**What is expected:** Go through the material below and copy each line where the word "jacket" appears.

- - -

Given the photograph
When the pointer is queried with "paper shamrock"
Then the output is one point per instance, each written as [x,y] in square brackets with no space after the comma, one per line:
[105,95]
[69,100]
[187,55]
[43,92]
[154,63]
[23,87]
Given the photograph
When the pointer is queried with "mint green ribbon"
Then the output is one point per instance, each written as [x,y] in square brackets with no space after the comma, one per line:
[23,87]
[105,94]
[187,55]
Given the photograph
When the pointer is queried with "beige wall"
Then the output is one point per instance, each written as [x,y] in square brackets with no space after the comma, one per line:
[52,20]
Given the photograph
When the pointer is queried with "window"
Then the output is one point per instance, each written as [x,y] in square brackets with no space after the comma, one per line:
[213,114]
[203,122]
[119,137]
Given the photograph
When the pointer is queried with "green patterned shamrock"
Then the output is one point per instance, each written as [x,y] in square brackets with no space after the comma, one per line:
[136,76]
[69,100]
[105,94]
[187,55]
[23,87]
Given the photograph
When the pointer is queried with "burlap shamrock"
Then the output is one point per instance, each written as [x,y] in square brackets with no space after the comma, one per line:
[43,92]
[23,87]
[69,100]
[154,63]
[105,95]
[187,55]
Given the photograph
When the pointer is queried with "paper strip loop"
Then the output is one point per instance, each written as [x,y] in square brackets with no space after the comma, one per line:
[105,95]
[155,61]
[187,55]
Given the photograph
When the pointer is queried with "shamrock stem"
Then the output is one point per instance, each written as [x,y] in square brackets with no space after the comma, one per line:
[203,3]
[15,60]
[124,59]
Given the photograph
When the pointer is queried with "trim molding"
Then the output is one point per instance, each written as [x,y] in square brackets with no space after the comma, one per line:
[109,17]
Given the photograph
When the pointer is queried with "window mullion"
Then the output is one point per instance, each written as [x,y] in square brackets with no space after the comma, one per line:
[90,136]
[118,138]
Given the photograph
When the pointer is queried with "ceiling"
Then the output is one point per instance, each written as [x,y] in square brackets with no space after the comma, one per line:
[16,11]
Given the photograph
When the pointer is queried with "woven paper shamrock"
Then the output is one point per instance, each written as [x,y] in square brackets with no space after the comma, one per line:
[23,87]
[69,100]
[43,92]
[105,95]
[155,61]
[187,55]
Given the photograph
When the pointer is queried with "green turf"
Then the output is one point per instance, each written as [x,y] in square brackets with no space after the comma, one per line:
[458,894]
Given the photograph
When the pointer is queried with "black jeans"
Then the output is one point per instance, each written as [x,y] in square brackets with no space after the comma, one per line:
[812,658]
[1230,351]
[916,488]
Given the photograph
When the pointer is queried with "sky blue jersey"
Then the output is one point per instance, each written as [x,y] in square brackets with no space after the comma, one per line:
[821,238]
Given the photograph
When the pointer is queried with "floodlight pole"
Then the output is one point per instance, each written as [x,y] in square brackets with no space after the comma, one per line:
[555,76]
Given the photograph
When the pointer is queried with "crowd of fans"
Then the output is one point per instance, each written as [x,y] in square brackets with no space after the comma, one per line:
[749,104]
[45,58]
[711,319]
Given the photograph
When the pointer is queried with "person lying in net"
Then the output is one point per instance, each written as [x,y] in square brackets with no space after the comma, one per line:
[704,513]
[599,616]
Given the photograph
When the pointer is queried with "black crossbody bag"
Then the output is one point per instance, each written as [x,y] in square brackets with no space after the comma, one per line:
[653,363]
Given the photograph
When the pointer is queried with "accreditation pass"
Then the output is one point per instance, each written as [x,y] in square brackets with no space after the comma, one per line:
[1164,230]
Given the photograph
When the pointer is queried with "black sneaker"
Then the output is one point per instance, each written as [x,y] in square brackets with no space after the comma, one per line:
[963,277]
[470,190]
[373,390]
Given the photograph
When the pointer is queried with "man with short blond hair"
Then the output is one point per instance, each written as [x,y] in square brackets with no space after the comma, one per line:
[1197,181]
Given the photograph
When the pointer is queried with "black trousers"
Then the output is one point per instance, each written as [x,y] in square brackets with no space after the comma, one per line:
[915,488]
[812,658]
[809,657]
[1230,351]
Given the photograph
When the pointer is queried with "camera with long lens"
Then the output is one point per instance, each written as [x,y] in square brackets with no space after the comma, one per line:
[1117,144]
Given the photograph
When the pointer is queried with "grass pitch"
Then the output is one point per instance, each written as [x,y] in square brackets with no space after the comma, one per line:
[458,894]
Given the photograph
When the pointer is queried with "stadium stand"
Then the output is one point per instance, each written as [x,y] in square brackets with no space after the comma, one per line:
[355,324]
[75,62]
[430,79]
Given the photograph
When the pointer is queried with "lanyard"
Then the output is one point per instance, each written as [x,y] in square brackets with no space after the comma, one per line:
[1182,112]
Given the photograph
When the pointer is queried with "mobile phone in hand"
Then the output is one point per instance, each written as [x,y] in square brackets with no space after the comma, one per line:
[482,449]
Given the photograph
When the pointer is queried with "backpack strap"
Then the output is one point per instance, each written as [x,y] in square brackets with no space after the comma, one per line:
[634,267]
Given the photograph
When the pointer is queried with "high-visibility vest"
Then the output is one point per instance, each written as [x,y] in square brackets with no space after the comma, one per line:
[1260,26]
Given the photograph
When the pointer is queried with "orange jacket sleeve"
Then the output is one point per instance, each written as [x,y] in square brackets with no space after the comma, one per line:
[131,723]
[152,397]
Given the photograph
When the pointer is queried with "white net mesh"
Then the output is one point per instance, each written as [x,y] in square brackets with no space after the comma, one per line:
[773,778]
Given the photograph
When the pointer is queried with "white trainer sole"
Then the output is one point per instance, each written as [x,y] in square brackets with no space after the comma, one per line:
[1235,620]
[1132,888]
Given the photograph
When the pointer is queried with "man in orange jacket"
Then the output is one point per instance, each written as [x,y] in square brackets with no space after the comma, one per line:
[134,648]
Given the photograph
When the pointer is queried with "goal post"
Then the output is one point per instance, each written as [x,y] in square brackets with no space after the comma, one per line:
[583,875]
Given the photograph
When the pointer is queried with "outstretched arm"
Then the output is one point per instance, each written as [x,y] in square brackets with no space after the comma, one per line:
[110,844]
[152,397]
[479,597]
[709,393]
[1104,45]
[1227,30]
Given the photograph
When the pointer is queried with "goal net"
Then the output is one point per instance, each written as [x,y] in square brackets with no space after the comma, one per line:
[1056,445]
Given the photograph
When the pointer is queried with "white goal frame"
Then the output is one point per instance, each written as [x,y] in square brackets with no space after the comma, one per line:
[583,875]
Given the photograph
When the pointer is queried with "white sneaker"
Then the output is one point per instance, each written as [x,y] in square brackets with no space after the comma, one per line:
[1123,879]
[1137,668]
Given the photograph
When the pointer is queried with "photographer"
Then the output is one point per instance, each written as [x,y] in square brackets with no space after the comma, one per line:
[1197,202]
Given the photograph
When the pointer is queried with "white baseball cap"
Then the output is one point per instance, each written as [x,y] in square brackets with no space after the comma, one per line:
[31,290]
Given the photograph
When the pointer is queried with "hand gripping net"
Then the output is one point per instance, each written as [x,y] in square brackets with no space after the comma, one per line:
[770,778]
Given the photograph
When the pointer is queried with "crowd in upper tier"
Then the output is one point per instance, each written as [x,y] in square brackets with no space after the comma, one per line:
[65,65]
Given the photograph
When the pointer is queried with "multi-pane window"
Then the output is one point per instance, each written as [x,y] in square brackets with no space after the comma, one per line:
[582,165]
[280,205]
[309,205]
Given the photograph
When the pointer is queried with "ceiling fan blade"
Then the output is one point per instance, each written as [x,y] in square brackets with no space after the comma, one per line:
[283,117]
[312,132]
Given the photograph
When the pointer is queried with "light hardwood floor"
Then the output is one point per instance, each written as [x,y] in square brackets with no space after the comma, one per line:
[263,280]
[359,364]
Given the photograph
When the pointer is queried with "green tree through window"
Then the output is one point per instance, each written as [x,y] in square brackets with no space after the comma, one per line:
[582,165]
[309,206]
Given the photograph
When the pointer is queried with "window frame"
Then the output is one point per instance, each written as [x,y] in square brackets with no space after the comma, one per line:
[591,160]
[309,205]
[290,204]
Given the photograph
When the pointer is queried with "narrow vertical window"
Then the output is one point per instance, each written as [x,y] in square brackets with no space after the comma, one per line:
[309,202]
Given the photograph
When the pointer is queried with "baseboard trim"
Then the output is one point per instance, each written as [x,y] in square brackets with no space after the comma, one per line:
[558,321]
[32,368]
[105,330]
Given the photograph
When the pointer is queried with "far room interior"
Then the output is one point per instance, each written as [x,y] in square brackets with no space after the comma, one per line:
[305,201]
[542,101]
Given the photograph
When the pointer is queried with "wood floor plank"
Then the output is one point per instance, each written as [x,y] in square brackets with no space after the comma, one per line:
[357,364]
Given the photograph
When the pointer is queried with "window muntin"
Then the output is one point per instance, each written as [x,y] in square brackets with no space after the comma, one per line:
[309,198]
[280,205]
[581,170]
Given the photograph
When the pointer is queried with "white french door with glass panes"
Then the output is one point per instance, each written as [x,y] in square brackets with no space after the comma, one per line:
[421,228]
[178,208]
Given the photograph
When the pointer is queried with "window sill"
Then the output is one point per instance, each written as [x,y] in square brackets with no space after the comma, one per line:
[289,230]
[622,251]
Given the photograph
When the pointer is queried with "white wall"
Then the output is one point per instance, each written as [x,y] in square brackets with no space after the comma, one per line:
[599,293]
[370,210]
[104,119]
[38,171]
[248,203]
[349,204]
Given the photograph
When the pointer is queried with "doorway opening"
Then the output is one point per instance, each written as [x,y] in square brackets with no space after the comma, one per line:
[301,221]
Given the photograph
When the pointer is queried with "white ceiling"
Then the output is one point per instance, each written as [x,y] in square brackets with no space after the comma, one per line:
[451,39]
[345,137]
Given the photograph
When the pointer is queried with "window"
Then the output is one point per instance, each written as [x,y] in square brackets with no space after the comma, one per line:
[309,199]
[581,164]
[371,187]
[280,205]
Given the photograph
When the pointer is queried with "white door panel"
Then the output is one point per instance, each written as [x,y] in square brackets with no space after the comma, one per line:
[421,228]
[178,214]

- - -

**Reply to the task:**
When the pointer is queried with "orange jacket sleeve"
When the pointer is queried with "man in orange jacket"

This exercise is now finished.